___ Text provided ___

The Cathedral of San Carlos Borromeo (Spanish: Catedral de San Carlos Borromeo) is a Catholic church in Matanzas, Cuba. It is the seat of Manuel Hilario de Céspedes y García Menocal, the Bishop of the Roman Catholic Diocese of Matanzas.

History
The foundation stone of the church was laid on 12 October, 1693, and the first Mass was celebrated by the Bishop of Santiago, Diego Evelino Hurtado de Compostela. The original church was a simple structure constructed of fronds of the royal palm. It was soon destroyed in a storm and construction commenced on the present church. The building was finished in 1735 with all its facilities were in use by 1750.  It is a beautiful and elegant church with frescoes on the walls, ceilings and in the big dome. After years of neglect due to poor funding, the cathedral was carefully restored in 2017.

___ Dataset excerpts ___

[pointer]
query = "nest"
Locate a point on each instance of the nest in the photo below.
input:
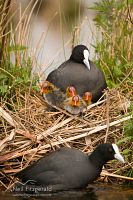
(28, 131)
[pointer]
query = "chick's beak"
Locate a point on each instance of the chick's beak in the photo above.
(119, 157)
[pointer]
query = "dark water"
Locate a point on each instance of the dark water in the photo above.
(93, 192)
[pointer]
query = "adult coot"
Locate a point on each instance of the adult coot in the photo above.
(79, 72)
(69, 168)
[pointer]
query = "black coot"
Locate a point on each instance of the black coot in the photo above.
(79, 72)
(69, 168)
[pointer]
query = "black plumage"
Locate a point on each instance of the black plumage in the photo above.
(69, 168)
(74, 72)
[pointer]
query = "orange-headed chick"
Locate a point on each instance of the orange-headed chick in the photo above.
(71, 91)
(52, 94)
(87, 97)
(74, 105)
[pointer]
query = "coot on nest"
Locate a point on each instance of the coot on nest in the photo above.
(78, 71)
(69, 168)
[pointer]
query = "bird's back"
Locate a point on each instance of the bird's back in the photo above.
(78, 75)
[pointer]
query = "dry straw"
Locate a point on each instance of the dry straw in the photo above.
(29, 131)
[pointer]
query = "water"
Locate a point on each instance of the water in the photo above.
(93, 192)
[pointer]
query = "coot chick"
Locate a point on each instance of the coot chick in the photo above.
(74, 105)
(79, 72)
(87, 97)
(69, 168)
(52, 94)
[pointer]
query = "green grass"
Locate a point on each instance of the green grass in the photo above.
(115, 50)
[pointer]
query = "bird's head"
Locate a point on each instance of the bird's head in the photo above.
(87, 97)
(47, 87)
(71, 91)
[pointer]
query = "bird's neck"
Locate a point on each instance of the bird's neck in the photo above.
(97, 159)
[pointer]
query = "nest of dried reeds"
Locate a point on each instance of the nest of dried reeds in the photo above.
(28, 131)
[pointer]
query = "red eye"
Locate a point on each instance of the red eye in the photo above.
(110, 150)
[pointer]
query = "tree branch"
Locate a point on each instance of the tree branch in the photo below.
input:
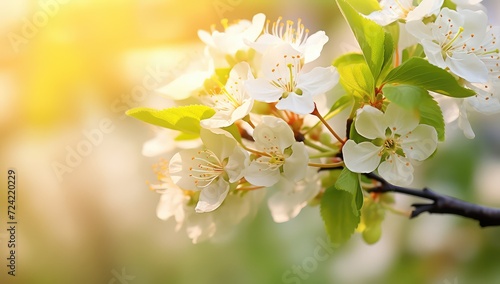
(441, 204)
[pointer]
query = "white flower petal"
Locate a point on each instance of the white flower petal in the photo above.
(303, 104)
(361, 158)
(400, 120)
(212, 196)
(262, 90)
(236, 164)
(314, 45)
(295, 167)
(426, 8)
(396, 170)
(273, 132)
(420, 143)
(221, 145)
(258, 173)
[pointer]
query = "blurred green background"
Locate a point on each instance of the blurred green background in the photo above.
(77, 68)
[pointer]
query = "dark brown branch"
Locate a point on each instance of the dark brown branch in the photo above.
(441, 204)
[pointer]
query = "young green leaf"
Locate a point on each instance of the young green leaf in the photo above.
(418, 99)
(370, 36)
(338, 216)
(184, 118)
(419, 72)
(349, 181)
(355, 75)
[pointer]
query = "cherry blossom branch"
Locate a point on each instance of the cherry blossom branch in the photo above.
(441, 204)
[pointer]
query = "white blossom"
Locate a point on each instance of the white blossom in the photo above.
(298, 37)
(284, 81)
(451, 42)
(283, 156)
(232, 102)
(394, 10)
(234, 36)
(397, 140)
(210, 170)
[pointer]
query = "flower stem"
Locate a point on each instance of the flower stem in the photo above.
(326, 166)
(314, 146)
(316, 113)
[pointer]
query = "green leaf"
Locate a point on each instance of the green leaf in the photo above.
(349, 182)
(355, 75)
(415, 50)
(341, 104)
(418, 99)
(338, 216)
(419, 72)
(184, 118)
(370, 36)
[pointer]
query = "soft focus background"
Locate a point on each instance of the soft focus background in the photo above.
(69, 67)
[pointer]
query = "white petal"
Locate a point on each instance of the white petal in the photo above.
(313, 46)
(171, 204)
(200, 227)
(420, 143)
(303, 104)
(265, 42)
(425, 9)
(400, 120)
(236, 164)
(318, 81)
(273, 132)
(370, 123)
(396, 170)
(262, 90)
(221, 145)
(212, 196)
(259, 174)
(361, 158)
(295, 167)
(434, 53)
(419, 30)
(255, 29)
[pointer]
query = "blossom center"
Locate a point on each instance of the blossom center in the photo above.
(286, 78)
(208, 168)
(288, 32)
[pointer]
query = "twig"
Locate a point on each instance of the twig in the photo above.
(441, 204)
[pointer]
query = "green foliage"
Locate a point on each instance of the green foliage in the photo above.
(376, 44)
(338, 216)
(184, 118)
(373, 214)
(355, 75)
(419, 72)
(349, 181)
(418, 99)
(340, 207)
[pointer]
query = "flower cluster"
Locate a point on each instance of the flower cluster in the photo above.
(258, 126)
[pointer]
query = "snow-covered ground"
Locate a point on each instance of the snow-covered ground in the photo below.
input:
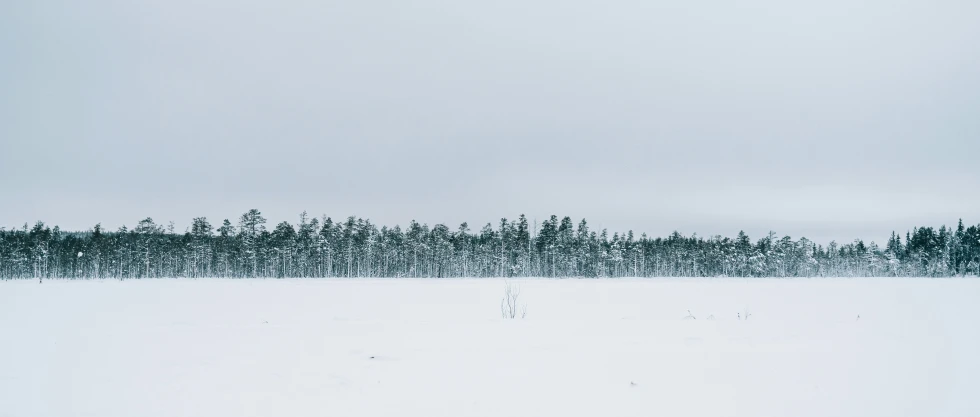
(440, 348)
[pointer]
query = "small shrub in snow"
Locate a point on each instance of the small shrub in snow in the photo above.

___

Answer these questions using the text about the Cathedral of San Carlos Borromeo:
(a) In which city does the cathedral stand?
(b) What was the original church built from?
(c) In what year was the cathedral restored?
This material comes from a separate source, unrelated to the text.

▸ **Answer to this exercise**
(a) Matanzas, Cuba
(b) Fronds of the royal palm
(c) 2017